- **Document section**

— Start —

# For Sale Featherlite 2001 4 horse gooseneck



## JumperCrazy (Sep 7, 2012)

For more information and pictures ask!


----------



## equiniphile (Aug 16, 2009)

More info? Pics? Location? Price?


----------



## Joe4d (Sep 1, 2011)

howabout SOME information, like any at all


----------



## Golden Horse (Feb 20, 2010)

Plenty of info in the title, just missing the vital bits like



> Pics? Location? Price?


----------



## waresbear (Jun 18, 2011)

The OP said to ask, so we asked but we didn't say the magic word.....


----------



## Golden Horse (Feb 20, 2010)

waresbear said:


> the op said to ask, so we asked but we didn't say the magic word.....



now?????


----------



## waresbear (Jun 18, 2011)

LOL, Puh-Lezzzzzzzzzzzzzzz?????


----------



## Saddlebag (Jan 17, 2011)

Trailer could be in Timbucktoo in a junk yard for all the info we've been given.


----------



## waresbear (Jun 18, 2011)

Great, I was searching for a Timbucktoo junkyard trailer!


----------



## Golden Horse (Feb 20, 2010)

— End —

- **Material**
— Start —

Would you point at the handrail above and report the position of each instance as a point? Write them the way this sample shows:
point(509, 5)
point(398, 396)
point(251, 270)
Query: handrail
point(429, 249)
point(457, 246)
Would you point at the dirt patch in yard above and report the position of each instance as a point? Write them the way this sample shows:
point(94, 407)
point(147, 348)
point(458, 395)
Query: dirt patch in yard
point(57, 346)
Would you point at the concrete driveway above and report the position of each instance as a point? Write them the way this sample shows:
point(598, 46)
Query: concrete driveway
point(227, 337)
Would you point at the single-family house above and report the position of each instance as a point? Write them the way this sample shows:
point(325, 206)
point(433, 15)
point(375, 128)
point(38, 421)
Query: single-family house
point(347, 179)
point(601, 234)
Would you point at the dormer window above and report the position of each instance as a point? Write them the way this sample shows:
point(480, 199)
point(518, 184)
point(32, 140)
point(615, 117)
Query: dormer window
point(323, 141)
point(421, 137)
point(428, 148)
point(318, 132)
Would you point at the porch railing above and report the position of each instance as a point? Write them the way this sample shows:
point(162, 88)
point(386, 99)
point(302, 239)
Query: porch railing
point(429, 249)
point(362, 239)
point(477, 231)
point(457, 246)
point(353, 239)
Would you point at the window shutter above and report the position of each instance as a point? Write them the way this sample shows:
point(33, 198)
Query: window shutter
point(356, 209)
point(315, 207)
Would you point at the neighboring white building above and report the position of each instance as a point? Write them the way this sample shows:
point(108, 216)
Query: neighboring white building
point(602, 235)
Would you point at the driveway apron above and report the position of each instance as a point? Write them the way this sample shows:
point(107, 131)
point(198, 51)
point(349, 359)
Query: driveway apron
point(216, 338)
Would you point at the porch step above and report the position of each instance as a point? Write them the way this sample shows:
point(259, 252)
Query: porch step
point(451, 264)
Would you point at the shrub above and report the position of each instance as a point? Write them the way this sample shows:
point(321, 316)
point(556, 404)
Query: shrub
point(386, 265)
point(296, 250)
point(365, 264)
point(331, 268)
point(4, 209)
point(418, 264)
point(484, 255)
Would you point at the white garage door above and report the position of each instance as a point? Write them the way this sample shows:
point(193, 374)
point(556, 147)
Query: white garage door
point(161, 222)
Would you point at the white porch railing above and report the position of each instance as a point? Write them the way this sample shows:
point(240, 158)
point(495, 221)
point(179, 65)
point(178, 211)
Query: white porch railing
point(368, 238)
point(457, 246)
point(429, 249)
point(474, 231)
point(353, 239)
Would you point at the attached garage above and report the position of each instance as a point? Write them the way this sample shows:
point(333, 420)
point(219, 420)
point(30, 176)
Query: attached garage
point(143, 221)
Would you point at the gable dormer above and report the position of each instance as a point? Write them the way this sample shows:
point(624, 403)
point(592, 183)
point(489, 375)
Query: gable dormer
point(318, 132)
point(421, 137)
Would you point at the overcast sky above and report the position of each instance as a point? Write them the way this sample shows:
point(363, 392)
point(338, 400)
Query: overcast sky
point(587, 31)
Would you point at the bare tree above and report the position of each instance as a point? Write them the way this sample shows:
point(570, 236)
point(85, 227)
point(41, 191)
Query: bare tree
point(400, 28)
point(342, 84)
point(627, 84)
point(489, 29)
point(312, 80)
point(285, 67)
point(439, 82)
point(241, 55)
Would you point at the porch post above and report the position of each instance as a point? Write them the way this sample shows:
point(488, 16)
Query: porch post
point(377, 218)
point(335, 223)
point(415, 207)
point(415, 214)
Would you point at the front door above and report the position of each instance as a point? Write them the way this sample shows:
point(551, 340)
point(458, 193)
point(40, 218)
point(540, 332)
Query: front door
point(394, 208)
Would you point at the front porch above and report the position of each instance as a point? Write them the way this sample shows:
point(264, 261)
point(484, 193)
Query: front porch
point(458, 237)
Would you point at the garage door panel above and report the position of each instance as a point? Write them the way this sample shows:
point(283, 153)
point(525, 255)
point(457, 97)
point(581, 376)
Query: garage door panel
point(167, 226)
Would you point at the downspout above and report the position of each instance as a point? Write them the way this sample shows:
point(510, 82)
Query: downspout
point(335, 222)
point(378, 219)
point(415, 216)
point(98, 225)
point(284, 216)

— End —

- **Jobs**
A: Name every distinct username that posts in the thread about the Featherlite trailer, listing each one once.
B: Present the entries from the line with "Would you point at the neighboring" up to and including the line with "point(484, 255)" as a Markdown table with the columns Row and Entry line, leaving out blank lines.

- **Solved problems**
A: JumperCrazy, equiniphile, Joe4d, Golden Horse, waresbear, Saddlebag

B:
| Row | Entry line |
|---|---|
| 1 | Would you point at the neighboring white building above and report the position of each instance as a point? Write them the way this sample shows: |
| 2 | point(108, 216) |
| 3 | Query: neighboring white building |
| 4 | point(602, 235) |
| 5 | Would you point at the driveway apron above and report the position of each instance as a point? Write them the way this sample shows: |
| 6 | point(107, 131) |
| 7 | point(198, 51) |
| 8 | point(349, 359) |
| 9 | Query: driveway apron |
| 10 | point(216, 338) |
| 11 | Would you point at the porch step above and report the position of each instance as a point? Write them the way this sample shows: |
| 12 | point(259, 252) |
| 13 | Query: porch step |
| 14 | point(451, 264) |
| 15 | Would you point at the shrub above and report the position of each instance as a point? Write them the way this sample shows: |
| 16 | point(321, 316) |
| 17 | point(556, 404) |
| 18 | Query: shrub |
| 19 | point(386, 265) |
| 20 | point(296, 250) |
| 21 | point(365, 264) |
| 22 | point(331, 268) |
| 23 | point(4, 209) |
| 24 | point(418, 264) |
| 25 | point(484, 255) |